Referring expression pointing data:

□ □ □ □

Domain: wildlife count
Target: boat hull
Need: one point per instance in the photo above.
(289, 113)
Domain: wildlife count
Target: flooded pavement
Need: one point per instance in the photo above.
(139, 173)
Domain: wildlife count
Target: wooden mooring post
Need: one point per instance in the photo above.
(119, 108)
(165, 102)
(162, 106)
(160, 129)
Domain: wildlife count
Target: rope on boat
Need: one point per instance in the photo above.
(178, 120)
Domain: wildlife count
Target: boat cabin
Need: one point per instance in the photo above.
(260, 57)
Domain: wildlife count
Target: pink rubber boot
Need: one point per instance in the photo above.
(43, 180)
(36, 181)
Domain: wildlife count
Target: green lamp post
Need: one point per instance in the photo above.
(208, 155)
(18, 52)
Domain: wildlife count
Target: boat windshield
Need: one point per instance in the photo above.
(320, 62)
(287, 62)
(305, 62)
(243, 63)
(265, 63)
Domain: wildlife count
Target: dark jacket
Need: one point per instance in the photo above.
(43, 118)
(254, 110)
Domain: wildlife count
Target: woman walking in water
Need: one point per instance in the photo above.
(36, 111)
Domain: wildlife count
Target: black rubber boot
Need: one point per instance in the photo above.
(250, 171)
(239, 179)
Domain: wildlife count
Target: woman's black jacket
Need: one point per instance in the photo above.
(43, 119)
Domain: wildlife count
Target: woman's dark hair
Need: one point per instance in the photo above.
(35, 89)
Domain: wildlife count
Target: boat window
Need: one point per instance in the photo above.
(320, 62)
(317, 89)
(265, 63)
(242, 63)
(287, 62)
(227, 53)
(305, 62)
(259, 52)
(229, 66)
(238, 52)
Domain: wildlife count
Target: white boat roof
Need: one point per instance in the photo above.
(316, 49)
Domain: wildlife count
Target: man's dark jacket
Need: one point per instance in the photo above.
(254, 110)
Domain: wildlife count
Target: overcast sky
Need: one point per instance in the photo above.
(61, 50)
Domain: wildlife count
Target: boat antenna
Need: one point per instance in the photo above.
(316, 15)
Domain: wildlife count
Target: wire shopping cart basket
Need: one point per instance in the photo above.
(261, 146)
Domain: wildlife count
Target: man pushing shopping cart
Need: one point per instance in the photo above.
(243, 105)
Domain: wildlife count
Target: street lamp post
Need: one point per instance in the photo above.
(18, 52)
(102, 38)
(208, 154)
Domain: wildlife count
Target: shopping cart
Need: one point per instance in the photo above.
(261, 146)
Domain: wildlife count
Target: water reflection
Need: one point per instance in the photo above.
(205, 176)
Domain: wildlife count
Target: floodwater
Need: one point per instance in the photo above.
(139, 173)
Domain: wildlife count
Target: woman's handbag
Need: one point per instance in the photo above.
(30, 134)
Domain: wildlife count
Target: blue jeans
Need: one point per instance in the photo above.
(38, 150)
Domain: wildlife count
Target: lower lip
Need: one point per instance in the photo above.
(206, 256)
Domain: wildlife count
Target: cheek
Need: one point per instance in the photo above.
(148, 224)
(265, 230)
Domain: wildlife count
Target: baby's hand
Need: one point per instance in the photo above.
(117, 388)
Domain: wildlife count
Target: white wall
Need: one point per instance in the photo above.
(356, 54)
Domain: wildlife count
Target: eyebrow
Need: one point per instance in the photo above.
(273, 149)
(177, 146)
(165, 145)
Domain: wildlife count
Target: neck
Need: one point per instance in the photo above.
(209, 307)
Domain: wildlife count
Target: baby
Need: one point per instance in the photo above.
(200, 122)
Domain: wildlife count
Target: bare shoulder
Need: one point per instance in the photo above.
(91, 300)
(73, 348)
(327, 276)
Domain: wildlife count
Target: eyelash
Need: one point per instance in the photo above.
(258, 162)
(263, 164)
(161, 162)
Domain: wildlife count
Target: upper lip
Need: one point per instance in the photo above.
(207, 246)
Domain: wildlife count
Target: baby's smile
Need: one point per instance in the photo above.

□ □ □ □

## Exercise brief
Top to bottom, transcribe every line above exactly.

## Exercise solution
Domain: wildlife count
Target: boat hull
Need: one point per instance in the photo above.
(289, 113)
Domain: wildlife count
Target: flooded pavement
Need: one point per instance in the photo above.
(139, 173)
Domain: wildlife count
Target: wooden mooring post
Need: one point per instance in the photo above.
(119, 108)
(165, 102)
(162, 106)
(160, 129)
Domain: wildlife count
Target: rope on boat
Need: one point per instance in the photo above.
(178, 120)
Domain: wildlife count
Target: boat cabin
Need: one point per instance in the photo above.
(260, 57)
Domain: wildlife count
Target: pink rubber boot
Need: one point per instance in the photo above.
(43, 180)
(36, 181)
Domain: wildlife count
Target: green lamp post
Need: one point per instance in the photo above.
(208, 155)
(18, 52)
Domain: wildlife count
Target: boat windshield
Need: one point per instance in the photo above.
(320, 62)
(287, 62)
(305, 62)
(243, 63)
(265, 63)
Domain: wildlife count
Target: dark jacket
Need: one point per instance in the photo above.
(43, 118)
(254, 110)
Domain: wildlife count
Target: woman walking in water
Need: one point per instance in the photo above.
(36, 111)
Domain: wildlife count
Target: black rubber boot
Need: one point per instance in the photo above.
(250, 171)
(239, 179)
Domain: wildlife count
Target: woman's black jacket
Need: one point per instance in the photo above.
(43, 119)
Domain: wildlife count
Target: woman's dark hair
Need: one point per instance in the photo above.
(35, 89)
Domain: wildlife count
Target: boat window
Need: one point per instance in the photo above.
(320, 62)
(317, 89)
(265, 63)
(242, 63)
(287, 62)
(227, 53)
(305, 62)
(259, 52)
(229, 66)
(238, 52)
Domain: wildlife count
Target: white boat roof
Need: one point per instance in the photo above.
(316, 49)
Domain: wildlife count
Target: man's dark jacket
Need: one point per instance in the photo above.
(254, 110)
Domain: wildlife count
Target: overcast sky
Need: one point per instance in the photo above.
(61, 50)
Domain: wildlife count
Target: boat antenna
Need: one point per instance in the photo above.
(316, 15)
Domain: wildlife count
Target: wire shopping cart basket
Need: one point per instance in the photo above.
(261, 146)
Domain: wildlife count
Target: man pushing shopping cart
Need: one point per instance in the photo above.
(243, 105)
Domain: wildlife count
Target: street lamp post
Need: one point per instance in the photo above.
(18, 52)
(102, 38)
(208, 154)
Domain: wildlife count
Target: shopping cart
Need: one point per instance in the photo above.
(261, 146)
Domain: wildlife count
Target: water reflection
Need: one point per instance in the photo above.
(205, 176)
Domain: wildlife count
Target: floodwater
Need: one point per instance in the photo above.
(139, 173)
Domain: wildlife count
Target: woman's handbag
Need: one point per instance in the photo above.
(30, 134)
Domain: wildlife count
Target: blue jeans
Need: one point per instance in the photo above.
(38, 150)
Domain: wildlife count
Target: lower lip
Need: one point per instance in the photo above.
(206, 256)
Domain: wildlife count
Target: cheek
Need: one point per instance in the photo above.
(148, 224)
(265, 230)
Domain: wildlife count
Target: baby's hand
Need: one point per instance in the photo above.
(117, 388)
Domain: wildlife count
Target: white wall
Need: one point per instance in the photo above.
(356, 54)
Domain: wildlife count
Target: eyebrow
Need: one point per instance in the photo above.
(273, 149)
(177, 146)
(165, 145)
Domain: wildlife count
Target: neck
Need: one point per instance in the photo above.
(209, 307)
Domain: wildlife count
Target: baby
Need: one point per instance in the photo above.
(200, 122)
Domain: wildlife count
Target: bare shoulder
Need: one point per instance in the photo above.
(91, 300)
(73, 348)
(327, 276)
Domain: wildlife count
Target: eyelash
Need: one point per instance in the photo above.
(258, 162)
(263, 164)
(161, 162)
Domain: wildlife count
Target: upper lip
Need: one point per instance in the photo above.
(207, 246)
Domain: wildlife count
Target: baby's smile
Need: one point per instance in the photo above.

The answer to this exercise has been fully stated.